# [Aim of the exercise]
Reproduce, word for word, the lines below from the one containing "Exercise. Mark the pitched" through the final line, with both ends included.
+===+
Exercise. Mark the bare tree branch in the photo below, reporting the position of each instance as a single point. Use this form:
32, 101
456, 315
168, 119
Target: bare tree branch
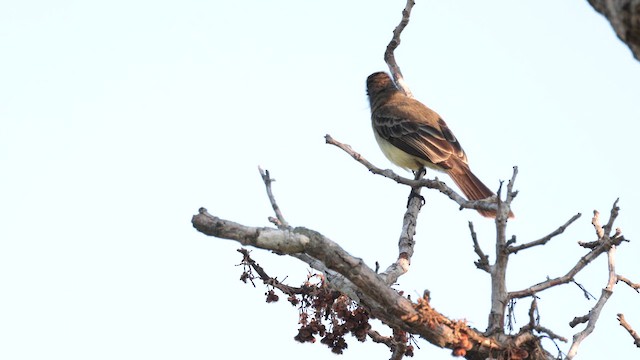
384, 303
483, 260
606, 242
406, 242
389, 56
279, 221
544, 240
627, 326
634, 286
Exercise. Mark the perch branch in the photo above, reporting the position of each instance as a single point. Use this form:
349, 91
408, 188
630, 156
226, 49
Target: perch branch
544, 240
384, 303
389, 56
627, 326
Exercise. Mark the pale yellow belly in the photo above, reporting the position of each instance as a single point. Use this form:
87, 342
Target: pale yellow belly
401, 158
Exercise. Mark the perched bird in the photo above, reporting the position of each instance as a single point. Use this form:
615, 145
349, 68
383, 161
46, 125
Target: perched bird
413, 136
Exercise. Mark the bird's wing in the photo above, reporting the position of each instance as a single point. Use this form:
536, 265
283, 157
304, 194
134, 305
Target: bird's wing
419, 133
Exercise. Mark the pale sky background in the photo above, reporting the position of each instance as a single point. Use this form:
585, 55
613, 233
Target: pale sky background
121, 118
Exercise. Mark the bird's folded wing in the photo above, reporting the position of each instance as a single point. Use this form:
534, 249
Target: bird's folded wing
432, 142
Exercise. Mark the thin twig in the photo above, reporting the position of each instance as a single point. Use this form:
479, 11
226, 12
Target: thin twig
279, 221
544, 240
389, 56
634, 286
594, 314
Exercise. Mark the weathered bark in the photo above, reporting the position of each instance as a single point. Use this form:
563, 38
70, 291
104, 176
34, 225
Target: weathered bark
624, 16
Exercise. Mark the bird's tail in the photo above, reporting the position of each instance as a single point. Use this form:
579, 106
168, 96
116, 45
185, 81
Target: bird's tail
473, 188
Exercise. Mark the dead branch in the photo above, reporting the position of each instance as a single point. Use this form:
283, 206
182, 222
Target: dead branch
406, 241
384, 303
544, 240
483, 260
634, 286
594, 314
627, 326
279, 220
389, 56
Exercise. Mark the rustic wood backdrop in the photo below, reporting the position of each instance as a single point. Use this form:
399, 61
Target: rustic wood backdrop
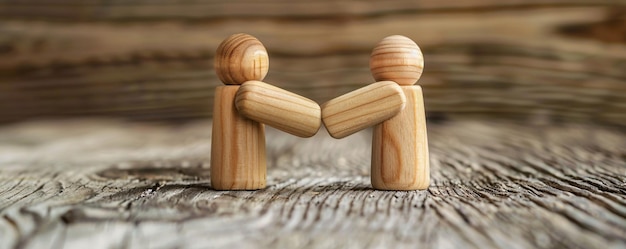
147, 60
526, 105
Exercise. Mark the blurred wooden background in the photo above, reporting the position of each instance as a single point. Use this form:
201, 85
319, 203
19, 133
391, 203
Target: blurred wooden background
548, 60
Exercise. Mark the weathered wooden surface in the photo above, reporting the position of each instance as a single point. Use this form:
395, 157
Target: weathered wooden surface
106, 184
559, 59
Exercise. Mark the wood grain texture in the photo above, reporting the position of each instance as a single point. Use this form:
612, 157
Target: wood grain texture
557, 61
495, 184
278, 108
397, 58
238, 159
400, 159
240, 58
362, 108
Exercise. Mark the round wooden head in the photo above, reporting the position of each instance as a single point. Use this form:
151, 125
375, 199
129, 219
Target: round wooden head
397, 58
240, 58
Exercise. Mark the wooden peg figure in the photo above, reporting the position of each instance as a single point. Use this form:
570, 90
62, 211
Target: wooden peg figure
399, 145
243, 106
238, 143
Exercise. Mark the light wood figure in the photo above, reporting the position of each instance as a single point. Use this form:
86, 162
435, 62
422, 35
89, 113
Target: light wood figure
238, 143
399, 145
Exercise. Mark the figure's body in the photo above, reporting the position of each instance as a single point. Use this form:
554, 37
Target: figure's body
396, 107
400, 145
238, 143
242, 107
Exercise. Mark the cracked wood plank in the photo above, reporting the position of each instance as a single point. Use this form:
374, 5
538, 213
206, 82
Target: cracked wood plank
495, 184
554, 60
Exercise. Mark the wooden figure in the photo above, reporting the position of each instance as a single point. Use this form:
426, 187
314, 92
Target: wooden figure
241, 110
238, 143
399, 145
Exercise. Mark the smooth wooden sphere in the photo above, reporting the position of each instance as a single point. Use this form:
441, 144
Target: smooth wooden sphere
240, 58
397, 58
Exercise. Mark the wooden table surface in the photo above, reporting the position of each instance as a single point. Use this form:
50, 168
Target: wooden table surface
526, 102
495, 184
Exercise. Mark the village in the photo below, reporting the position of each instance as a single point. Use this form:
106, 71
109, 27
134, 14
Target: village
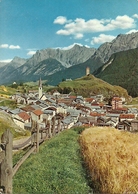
68, 111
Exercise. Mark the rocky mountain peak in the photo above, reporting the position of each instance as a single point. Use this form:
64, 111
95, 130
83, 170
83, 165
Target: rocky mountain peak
121, 43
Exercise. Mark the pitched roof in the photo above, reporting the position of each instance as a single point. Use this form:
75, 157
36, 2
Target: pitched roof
37, 112
127, 116
24, 116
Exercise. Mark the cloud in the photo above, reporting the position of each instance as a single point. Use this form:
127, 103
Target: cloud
60, 20
30, 53
80, 26
70, 46
6, 46
14, 47
78, 36
135, 15
102, 38
131, 31
6, 60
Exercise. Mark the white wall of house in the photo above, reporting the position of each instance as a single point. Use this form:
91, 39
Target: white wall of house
36, 117
61, 110
19, 123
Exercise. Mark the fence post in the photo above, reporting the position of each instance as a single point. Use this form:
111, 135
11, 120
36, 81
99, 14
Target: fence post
53, 125
6, 164
49, 130
37, 140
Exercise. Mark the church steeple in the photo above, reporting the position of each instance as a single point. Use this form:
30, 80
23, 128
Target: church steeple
40, 89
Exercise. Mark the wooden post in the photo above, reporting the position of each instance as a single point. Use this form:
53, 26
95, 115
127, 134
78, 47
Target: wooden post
49, 130
37, 140
6, 164
53, 125
59, 125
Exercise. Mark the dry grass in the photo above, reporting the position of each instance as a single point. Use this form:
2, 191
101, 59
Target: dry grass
112, 159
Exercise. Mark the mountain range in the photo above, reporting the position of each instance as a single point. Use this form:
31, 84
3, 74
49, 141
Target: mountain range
55, 65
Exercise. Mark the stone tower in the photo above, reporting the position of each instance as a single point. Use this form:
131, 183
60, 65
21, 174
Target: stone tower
87, 71
40, 89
+===+
# [Written solution]
Exercise. Mark the pitched roof in the photo above, reporting the position of each instance as a single point. Use this form:
75, 157
36, 2
Target: pitched roof
37, 112
127, 116
24, 116
Exercise. Mark the cloud in the photo above, reporting the position of each instance as a single point. Use this form:
127, 103
Target: cloud
60, 20
30, 53
80, 26
70, 46
6, 46
14, 47
78, 36
135, 15
102, 38
131, 31
6, 60
Exercise. Mark the white wall of house in the photo above, reporting the position of each instance as a single point. Use this form:
91, 39
Target: white wall of house
36, 117
61, 110
19, 123
Exercise. Mark the fence post in the photo above, reporting the position of each instance as a single point. Use this form:
111, 135
11, 120
36, 81
99, 14
Target: fence post
53, 125
6, 164
49, 130
37, 140
Exercise. Mark the church steeple in the photo above, reporting the position of each instance as a single point. Use this form:
30, 80
23, 128
Target: church steeple
40, 89
Exercise. Mark the wooden post in the photo above, reporting the position of each instance as a single point. Use this form:
53, 26
95, 115
127, 134
78, 47
Target: wooden post
49, 130
37, 140
6, 164
53, 125
59, 125
Exercise. Mark the dry grass in the photo above, reporting the position of each instance as a single point. Use this form:
2, 191
101, 59
Target: dry grass
112, 159
Exercise. Mark the mountain range in the photo above, reporting the position of each instance as a single point. Use this form:
31, 84
3, 74
49, 141
Target: mountain range
55, 65
Exercise. Mark the stone tower in the photo above, reporting the position of each instance as a single point. Use this form:
131, 183
60, 65
21, 174
Target: stone tower
87, 71
40, 89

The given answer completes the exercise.